Prompt
Copy the material below word for word, starting with the line that contains "Examine the photograph above and mark every distant" and continuing through the end of the material.

Records shown
--*--

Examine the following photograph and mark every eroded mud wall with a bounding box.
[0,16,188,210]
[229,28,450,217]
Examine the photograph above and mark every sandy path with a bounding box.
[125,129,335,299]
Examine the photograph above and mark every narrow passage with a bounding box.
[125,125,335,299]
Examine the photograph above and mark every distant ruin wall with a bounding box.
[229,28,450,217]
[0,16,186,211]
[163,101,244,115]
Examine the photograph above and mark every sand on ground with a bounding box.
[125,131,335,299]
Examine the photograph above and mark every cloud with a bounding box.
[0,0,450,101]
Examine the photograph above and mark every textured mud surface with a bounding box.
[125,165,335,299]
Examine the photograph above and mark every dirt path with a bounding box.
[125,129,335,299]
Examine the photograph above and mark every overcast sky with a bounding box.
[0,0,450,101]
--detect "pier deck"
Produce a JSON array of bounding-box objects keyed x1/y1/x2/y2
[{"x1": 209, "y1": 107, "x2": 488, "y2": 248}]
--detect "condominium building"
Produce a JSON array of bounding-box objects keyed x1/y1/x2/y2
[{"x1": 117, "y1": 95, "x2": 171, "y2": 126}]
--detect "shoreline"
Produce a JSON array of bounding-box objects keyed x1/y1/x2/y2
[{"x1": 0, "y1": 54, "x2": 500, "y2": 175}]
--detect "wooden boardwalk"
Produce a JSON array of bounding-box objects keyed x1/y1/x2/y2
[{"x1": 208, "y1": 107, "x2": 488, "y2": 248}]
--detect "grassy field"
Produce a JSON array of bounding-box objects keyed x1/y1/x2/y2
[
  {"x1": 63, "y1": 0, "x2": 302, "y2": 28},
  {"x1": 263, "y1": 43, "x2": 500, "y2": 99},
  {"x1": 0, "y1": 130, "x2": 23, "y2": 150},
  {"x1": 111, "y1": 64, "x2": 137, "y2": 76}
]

--*--

Answer to this problem
Examine the photograph above and mark every distant ruin wall with a bounding box.
[229,28,450,217]
[0,16,186,211]
[163,101,244,115]
Examine the photograph above and mark every sand on ground with a bounding box.
[125,131,335,299]
Examine the photograph above and mark every cloud with a bounding box.
[0,0,450,101]
Examine the photograph above and mark every textured mud surface with a bounding box.
[125,165,335,299]
Examine the photograph above and mark every dirt path with a bounding box.
[125,129,335,299]
Examine the photograph above and mark every overcast sky with a bounding box.
[0,0,450,101]
--detect "pier deck"
Produce a JSON array of bounding-box objects keyed x1/y1/x2/y2
[{"x1": 209, "y1": 107, "x2": 488, "y2": 248}]
--detect "condominium building"
Produce a JSON array of bounding-box objects keyed x1/y1/x2/y2
[{"x1": 117, "y1": 95, "x2": 171, "y2": 126}]
--detect "shoreline"
Produce a JSON array of bounding-box objects keyed x1/y1/x2/y2
[{"x1": 0, "y1": 54, "x2": 500, "y2": 175}]
--detect "wooden boardwalk"
Produce a JSON array of bounding-box objects keyed x1/y1/x2/y2
[{"x1": 208, "y1": 107, "x2": 488, "y2": 248}]
--detect "grassy field"
Produce a JSON array of bounding-box objects keyed x1/y1/x2/y2
[
  {"x1": 63, "y1": 0, "x2": 302, "y2": 28},
  {"x1": 263, "y1": 43, "x2": 500, "y2": 99},
  {"x1": 0, "y1": 130, "x2": 23, "y2": 150},
  {"x1": 111, "y1": 64, "x2": 137, "y2": 76}
]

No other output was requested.